▸ Exercise brief
Give the data below again exactly as written, but without the pictures.
═══
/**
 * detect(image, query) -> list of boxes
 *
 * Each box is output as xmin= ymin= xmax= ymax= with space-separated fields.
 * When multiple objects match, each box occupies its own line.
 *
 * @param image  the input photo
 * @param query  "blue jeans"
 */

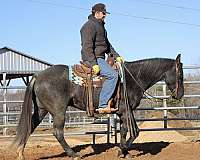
xmin=97 ymin=58 xmax=119 ymax=108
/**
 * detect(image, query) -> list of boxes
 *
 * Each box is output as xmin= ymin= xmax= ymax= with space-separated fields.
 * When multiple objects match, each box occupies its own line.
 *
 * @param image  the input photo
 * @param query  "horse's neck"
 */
xmin=126 ymin=59 xmax=172 ymax=91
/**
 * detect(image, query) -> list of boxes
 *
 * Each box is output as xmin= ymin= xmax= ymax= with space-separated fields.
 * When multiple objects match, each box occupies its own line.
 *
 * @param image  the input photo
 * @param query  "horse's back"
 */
xmin=37 ymin=65 xmax=68 ymax=79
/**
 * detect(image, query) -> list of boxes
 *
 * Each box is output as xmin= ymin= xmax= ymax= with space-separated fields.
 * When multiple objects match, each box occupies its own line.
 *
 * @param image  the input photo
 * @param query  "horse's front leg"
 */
xmin=118 ymin=114 xmax=129 ymax=157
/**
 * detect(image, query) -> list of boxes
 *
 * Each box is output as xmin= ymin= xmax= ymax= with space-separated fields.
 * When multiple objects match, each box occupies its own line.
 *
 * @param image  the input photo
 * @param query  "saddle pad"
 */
xmin=69 ymin=66 xmax=102 ymax=86
xmin=68 ymin=62 xmax=124 ymax=86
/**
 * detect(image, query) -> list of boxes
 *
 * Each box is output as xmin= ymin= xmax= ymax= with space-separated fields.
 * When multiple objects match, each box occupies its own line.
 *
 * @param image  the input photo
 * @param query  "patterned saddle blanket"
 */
xmin=69 ymin=62 xmax=123 ymax=87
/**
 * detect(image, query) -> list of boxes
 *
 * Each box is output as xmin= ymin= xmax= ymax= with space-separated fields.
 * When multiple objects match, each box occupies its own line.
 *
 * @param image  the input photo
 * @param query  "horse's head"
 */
xmin=164 ymin=54 xmax=184 ymax=100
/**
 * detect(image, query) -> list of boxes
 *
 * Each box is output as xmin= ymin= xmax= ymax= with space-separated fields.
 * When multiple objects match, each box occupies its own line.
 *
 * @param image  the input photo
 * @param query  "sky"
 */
xmin=0 ymin=0 xmax=200 ymax=67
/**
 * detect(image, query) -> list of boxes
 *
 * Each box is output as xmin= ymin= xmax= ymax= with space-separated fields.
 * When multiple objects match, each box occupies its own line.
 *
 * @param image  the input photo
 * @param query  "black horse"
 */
xmin=14 ymin=55 xmax=184 ymax=160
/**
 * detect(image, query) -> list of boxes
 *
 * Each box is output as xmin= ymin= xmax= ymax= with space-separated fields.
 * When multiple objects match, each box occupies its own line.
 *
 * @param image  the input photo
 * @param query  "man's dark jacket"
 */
xmin=80 ymin=14 xmax=119 ymax=66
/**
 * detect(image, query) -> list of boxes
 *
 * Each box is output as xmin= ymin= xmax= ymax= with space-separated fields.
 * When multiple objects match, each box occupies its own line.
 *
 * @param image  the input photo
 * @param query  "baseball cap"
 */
xmin=92 ymin=3 xmax=110 ymax=14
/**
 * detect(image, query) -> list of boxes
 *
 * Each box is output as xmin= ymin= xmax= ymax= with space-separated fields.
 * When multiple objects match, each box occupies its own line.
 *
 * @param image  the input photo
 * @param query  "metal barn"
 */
xmin=0 ymin=46 xmax=53 ymax=85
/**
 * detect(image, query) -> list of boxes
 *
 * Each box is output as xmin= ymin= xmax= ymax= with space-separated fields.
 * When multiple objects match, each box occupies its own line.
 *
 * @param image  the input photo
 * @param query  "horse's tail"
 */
xmin=13 ymin=76 xmax=36 ymax=147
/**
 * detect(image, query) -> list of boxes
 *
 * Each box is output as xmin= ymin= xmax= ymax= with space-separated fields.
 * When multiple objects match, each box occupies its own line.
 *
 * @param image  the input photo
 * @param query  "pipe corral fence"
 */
xmin=0 ymin=65 xmax=200 ymax=144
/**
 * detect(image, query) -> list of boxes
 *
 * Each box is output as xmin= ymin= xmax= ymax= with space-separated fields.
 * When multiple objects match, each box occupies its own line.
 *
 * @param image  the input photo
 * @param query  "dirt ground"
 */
xmin=1 ymin=117 xmax=200 ymax=160
xmin=1 ymin=127 xmax=200 ymax=160
xmin=0 ymin=135 xmax=200 ymax=160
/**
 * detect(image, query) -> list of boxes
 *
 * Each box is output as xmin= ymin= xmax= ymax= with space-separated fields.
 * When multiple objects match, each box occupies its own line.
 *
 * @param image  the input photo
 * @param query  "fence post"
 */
xmin=48 ymin=113 xmax=52 ymax=125
xmin=3 ymin=73 xmax=7 ymax=135
xmin=92 ymin=133 xmax=96 ymax=144
xmin=83 ymin=117 xmax=85 ymax=128
xmin=110 ymin=114 xmax=118 ymax=143
xmin=114 ymin=114 xmax=118 ymax=143
xmin=107 ymin=115 xmax=110 ymax=143
xmin=163 ymin=84 xmax=168 ymax=128
xmin=110 ymin=114 xmax=114 ymax=136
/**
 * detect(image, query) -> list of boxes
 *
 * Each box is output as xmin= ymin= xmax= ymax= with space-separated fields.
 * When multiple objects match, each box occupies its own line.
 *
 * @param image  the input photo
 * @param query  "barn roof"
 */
xmin=0 ymin=46 xmax=53 ymax=81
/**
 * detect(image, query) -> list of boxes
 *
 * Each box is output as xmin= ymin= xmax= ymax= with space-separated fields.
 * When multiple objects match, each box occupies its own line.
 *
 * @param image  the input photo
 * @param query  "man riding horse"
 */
xmin=13 ymin=3 xmax=184 ymax=160
xmin=80 ymin=3 xmax=124 ymax=114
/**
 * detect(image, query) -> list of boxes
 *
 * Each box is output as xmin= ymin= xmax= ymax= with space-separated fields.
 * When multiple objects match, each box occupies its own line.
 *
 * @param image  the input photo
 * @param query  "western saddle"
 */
xmin=72 ymin=56 xmax=121 ymax=117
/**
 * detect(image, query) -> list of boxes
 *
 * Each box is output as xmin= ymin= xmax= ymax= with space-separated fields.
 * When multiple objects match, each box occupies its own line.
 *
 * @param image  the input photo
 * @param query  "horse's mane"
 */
xmin=125 ymin=58 xmax=175 ymax=85
xmin=126 ymin=58 xmax=175 ymax=71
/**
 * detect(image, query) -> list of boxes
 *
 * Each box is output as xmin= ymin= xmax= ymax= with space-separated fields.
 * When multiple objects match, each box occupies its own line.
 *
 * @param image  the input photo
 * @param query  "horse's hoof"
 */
xmin=73 ymin=152 xmax=81 ymax=157
xmin=67 ymin=151 xmax=81 ymax=159
xmin=117 ymin=149 xmax=129 ymax=158
xmin=73 ymin=157 xmax=81 ymax=160
xmin=71 ymin=152 xmax=81 ymax=160
xmin=65 ymin=150 xmax=81 ymax=158
xmin=17 ymin=156 xmax=25 ymax=160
═══
▸ Solution for this task
/**
 * detect(image, query) -> list of boxes
 *
 * Each box is output as xmin= ymin= xmax= ymax= with space-separated fields.
 * When multiple objects match, each box occupies its own line.
 *
 * @param image  the input photo
 * @param query  "blue jeans"
 */

xmin=97 ymin=58 xmax=119 ymax=108
/**
 * detect(image, query) -> list of boxes
 *
 * Each box is output as xmin= ymin= xmax= ymax= with space-separated fields.
 * When multiple objects match, each box occupies its own line.
 *
 * @param image  the input photo
 * @param query  "horse's neck"
 */
xmin=126 ymin=59 xmax=172 ymax=91
/**
 * detect(image, query) -> list of boxes
 *
 * Each box is output as xmin= ymin= xmax= ymax= with space-separated fields.
 * When multiple objects match, each box occupies its own line.
 *
 * @param image  the input photo
 * @param query  "horse's back"
 */
xmin=37 ymin=65 xmax=68 ymax=79
/**
 * detect(image, query) -> list of boxes
 *
 * Each box is output as xmin= ymin= xmax= ymax= with space-separated fields.
 * When multiple objects match, each box occupies its own line.
 *
 * @param image  the input photo
 * @param query  "horse's front leg"
 */
xmin=118 ymin=114 xmax=129 ymax=157
/**
 * detect(image, query) -> list of boxes
 *
 * Each box is output as xmin= ymin= xmax= ymax= with space-separated fields.
 * When multiple objects match, each box occupies its own line.
 *
 * @param image  the input photo
 * @param query  "saddle pad"
 */
xmin=69 ymin=66 xmax=102 ymax=86
xmin=68 ymin=62 xmax=124 ymax=86
/**
 * detect(image, query) -> list of boxes
 *
 * Each box is output as xmin= ymin= xmax= ymax= with space-separated fields.
 * When multiple objects match, each box occupies its own line.
 *
 * @param image  the input photo
 * @param query  "patterned saddle blanket"
 */
xmin=69 ymin=62 xmax=123 ymax=87
/**
 * detect(image, query) -> list of boxes
 *
 * Each box is output as xmin= ymin= xmax= ymax= with space-separated fields.
 * When multiple objects match, each box occupies its own line.
 *
 * @param image  the input photo
 * @param query  "horse's head"
 */
xmin=164 ymin=54 xmax=184 ymax=100
/**
 * detect(image, query) -> list of boxes
 *
 * Each box is output as xmin= ymin= xmax= ymax= with space-separated fields.
 * When multiple objects match, each box occupies its own line.
 *
 * @param image  the input photo
 * @param query  "sky"
 */
xmin=0 ymin=0 xmax=200 ymax=67
/**
 * detect(image, query) -> list of boxes
 *
 * Each box is output as xmin= ymin= xmax= ymax= with space-separated fields.
 * When multiple objects match, each box occupies its own line.
 *
 * @param image  the input photo
 * @param query  "black horse"
 */
xmin=14 ymin=55 xmax=184 ymax=160
/**
 * detect(image, query) -> list of boxes
 *
 * Each box is output as xmin= ymin= xmax= ymax= with space-separated fields.
 * When multiple objects match, each box occupies its own line.
 *
 * @param image  the input photo
 * @param query  "man's dark jacket"
 */
xmin=80 ymin=14 xmax=119 ymax=66
/**
 * detect(image, query) -> list of boxes
 *
 * Each box is output as xmin= ymin= xmax= ymax= with space-separated fields.
 * When multiple objects match, each box occupies its own line.
 *
 * @param image  the input photo
 * @param query  "baseball cap"
 */
xmin=92 ymin=3 xmax=110 ymax=14
/**
 * detect(image, query) -> list of boxes
 *
 * Each box is output as xmin= ymin= xmax= ymax= with space-separated fields.
 * When multiple objects match, each box occupies its own line.
 *
 * @param image  the input photo
 * @param query  "metal barn"
 */
xmin=0 ymin=46 xmax=53 ymax=85
/**
 * detect(image, query) -> list of boxes
 *
 * Each box is output as xmin= ymin= xmax= ymax= with space-separated fields.
 * When multiple objects match, each box occupies its own line.
 *
 * @param image  the input photo
 * @param query  "horse's tail"
 */
xmin=13 ymin=76 xmax=36 ymax=147
/**
 * detect(image, query) -> list of boxes
 *
 * Each box is output as xmin= ymin= xmax= ymax= with space-separated fields.
 * When multiple objects match, each box occupies its own line.
 *
 * @param image  the input photo
 * @param query  "pipe corral fence"
 */
xmin=0 ymin=65 xmax=200 ymax=144
/**
 * detect(image, query) -> list of boxes
 *
 * Each box is output as xmin= ymin= xmax= ymax= with space-separated fields.
 * When multiple objects match, each box occupies its own line.
 *
 * @param image  the input photo
 * @param query  "dirt ground"
 */
xmin=1 ymin=117 xmax=200 ymax=160
xmin=1 ymin=127 xmax=200 ymax=160
xmin=0 ymin=135 xmax=200 ymax=160
/**
 * detect(image, query) -> list of boxes
 *
 * Each box is output as xmin= ymin= xmax= ymax= with space-separated fields.
 * When multiple objects match, each box occupies its own line.
 *
 * @param image  the input photo
 * @param query  "fence post"
 */
xmin=48 ymin=113 xmax=52 ymax=125
xmin=3 ymin=73 xmax=7 ymax=135
xmin=92 ymin=133 xmax=96 ymax=144
xmin=83 ymin=117 xmax=85 ymax=128
xmin=110 ymin=114 xmax=118 ymax=143
xmin=114 ymin=114 xmax=118 ymax=143
xmin=107 ymin=115 xmax=110 ymax=143
xmin=163 ymin=84 xmax=168 ymax=128
xmin=110 ymin=114 xmax=114 ymax=136
/**
 * detect(image, query) -> list of boxes
 *
 * Each box is output as xmin= ymin= xmax= ymax= with space-separated fields.
 * When multiple objects match, each box occupies its own line.
 *
 * @param image  the input photo
 * @param query  "barn roof"
 */
xmin=0 ymin=46 xmax=53 ymax=81
/**
 * detect(image, query) -> list of boxes
 *
 * Each box is output as xmin= ymin= xmax= ymax= with space-separated fields.
 * When multiple objects match, each box occupies its own line.
 *
 * @param image  the input photo
 * @param query  "man riding horse"
 */
xmin=13 ymin=3 xmax=184 ymax=160
xmin=80 ymin=3 xmax=124 ymax=114
/**
 * detect(image, query) -> list of boxes
 *
 * Each box is output as xmin= ymin= xmax= ymax= with space-separated fields.
 * When multiple objects match, each box occupies its own line.
 *
 * @param image  the input photo
 * @param query  "western saddle"
 */
xmin=72 ymin=56 xmax=121 ymax=117
/**
 * detect(image, query) -> list of boxes
 *
 * Each box is output as xmin= ymin= xmax= ymax= with space-separated fields.
 * When multiple objects match, each box occupies its own line.
 *
 * @param image  the input photo
 * @param query  "horse's mane"
 */
xmin=125 ymin=58 xmax=175 ymax=85
xmin=126 ymin=58 xmax=175 ymax=71
/**
 * detect(image, query) -> list of boxes
 *
 * Each box is output as xmin= ymin= xmax= ymax= with space-separated fields.
 * When multiple objects match, each box occupies its own line.
 *
 * @param image  the input photo
 * @param query  "horse's hoof"
 */
xmin=73 ymin=152 xmax=81 ymax=157
xmin=67 ymin=151 xmax=81 ymax=159
xmin=117 ymin=149 xmax=129 ymax=158
xmin=73 ymin=157 xmax=81 ymax=160
xmin=71 ymin=152 xmax=81 ymax=160
xmin=65 ymin=150 xmax=81 ymax=158
xmin=17 ymin=156 xmax=25 ymax=160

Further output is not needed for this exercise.